PLURALISMO RELIGIOSO. Sarà una bella cosa dal punto di vista liberale, ma dal punto di vista cristiano è un non senso. Per il cristiano, non ci sono diverse verità religiose: ce n’è una sola. Se ce ne fossero tante, Gesù Cristo sarebbe, anche Lui, uno dei tanti.
POPULISMO. È l’equivalente del XXI secolo di ciò che la parola “fascista” era nel linguaggio politicamente corretto del XX. Più specificamente, comprende in sé i concetti di razzismo, nazionalismo, antieuropeismo, razzismo, o, almeno, xenofobia: tutte cose bruttissime e indegne di una società civile. Chi è “populista” non merita di essere trattato neppure come un avversario politico, sarebbe troppo onore per lui: deve essere disprezzato, e, se possibile, ignorato. I suoi argomenti non meritano risposte, le sue ragioni non son degne di ascolto. Il populista, come il fascista, abusa dei vantaggi della democrazia per diffondere un pensiero antidemocratico, dunque sarebbe bene che i veri democratici non solo lo isolassero, come si fa coi lebbrosi, ma riflettessero seriamente sulla possibilità di negargli definitivamente la parola, e, ancor più, il diritto d’associazione.
PROFUGHI. Ma lo sono davvero? Nove volte su dieci, no. Sono falsi profughi, cioè invasori. Ma non si può dire.

**Consegna 1:**
Trascrivi senza alcuna modifica le righe dei record, partendo da quella che contiene "Guideline: the keypoint for each instance of the meeting" e arrivando fino alla fine dei record.
Il testo e i record non hanno alcun legame tra loro.

**Contenuto del dataset:**
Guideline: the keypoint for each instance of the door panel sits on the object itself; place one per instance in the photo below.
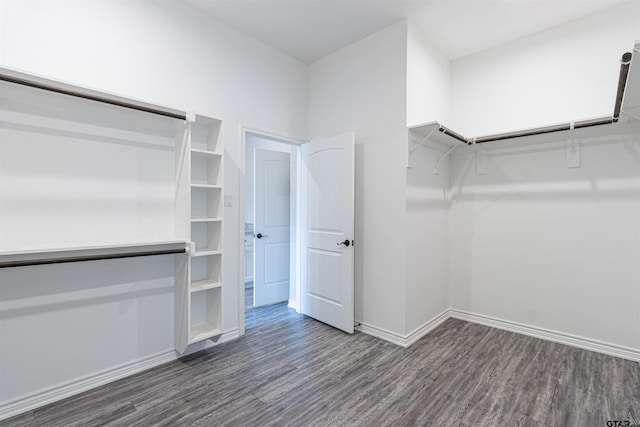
(271, 222)
(327, 220)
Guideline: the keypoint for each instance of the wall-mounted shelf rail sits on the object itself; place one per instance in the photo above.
(89, 253)
(44, 84)
(451, 138)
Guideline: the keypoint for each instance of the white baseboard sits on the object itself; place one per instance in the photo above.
(507, 325)
(403, 340)
(71, 388)
(294, 304)
(549, 335)
(53, 394)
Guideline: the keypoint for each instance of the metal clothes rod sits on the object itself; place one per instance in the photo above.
(622, 84)
(26, 263)
(50, 88)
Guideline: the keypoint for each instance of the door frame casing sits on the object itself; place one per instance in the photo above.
(294, 254)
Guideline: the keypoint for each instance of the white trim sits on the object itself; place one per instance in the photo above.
(276, 137)
(404, 340)
(53, 394)
(507, 325)
(549, 335)
(71, 388)
(293, 303)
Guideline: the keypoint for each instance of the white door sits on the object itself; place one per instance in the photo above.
(271, 227)
(327, 223)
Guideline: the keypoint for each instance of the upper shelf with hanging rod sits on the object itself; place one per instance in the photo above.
(627, 103)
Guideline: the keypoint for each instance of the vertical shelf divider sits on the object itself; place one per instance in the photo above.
(199, 275)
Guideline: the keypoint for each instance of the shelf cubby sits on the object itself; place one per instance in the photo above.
(206, 202)
(207, 235)
(205, 168)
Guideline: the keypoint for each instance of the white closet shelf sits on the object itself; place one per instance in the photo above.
(205, 153)
(207, 186)
(431, 132)
(206, 252)
(56, 255)
(203, 285)
(203, 331)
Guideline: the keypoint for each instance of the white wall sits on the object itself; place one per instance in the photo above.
(427, 222)
(167, 53)
(563, 74)
(552, 247)
(427, 218)
(362, 88)
(253, 141)
(428, 81)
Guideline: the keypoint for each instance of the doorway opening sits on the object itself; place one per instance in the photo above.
(270, 232)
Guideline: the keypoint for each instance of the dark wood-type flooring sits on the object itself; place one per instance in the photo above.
(292, 370)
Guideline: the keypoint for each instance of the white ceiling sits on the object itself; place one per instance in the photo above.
(311, 29)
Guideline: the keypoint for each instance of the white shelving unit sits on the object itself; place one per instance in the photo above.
(199, 298)
(125, 149)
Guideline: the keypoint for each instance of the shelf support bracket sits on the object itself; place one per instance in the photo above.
(436, 169)
(481, 162)
(573, 149)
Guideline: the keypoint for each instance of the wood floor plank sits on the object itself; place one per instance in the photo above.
(289, 370)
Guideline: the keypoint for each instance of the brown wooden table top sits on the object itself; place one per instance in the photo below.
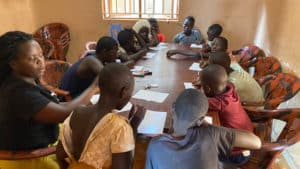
(169, 74)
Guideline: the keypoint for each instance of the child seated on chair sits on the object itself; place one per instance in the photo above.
(224, 100)
(128, 52)
(82, 73)
(219, 44)
(195, 144)
(143, 28)
(189, 35)
(246, 86)
(155, 30)
(97, 136)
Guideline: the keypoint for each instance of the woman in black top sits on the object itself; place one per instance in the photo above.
(29, 114)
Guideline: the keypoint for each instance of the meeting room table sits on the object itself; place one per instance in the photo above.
(168, 75)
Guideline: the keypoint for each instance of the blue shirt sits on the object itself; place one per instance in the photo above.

**Consegna 2:**
Riporta il passo della sezione del documento che parte da "PLURALISMO RELIGIOSO. Sarà" e termina con "uno dei tanti.", sostituendo "liberale" con "laico".

**Risposta 1:**
Guideline: the keypoint for each instance of the meeting room table sits on the object itself; place one per instance in the photo above.
(168, 75)
Guideline: the keypoint for each instance of the blue shirt sits on the object itself; place one per instance in the photo above.

**Risposta 2:**
PLURALISMO RELIGIOSO. Sarà una bella cosa dal punto di vista laico, ma dal punto di vista cristiano è un non senso. Per il cristiano, non ci sono diverse verità religiose: ce n’è una sola. Se ce ne fossero tante, Gesù Cristo sarebbe, anche Lui, uno dei tanti.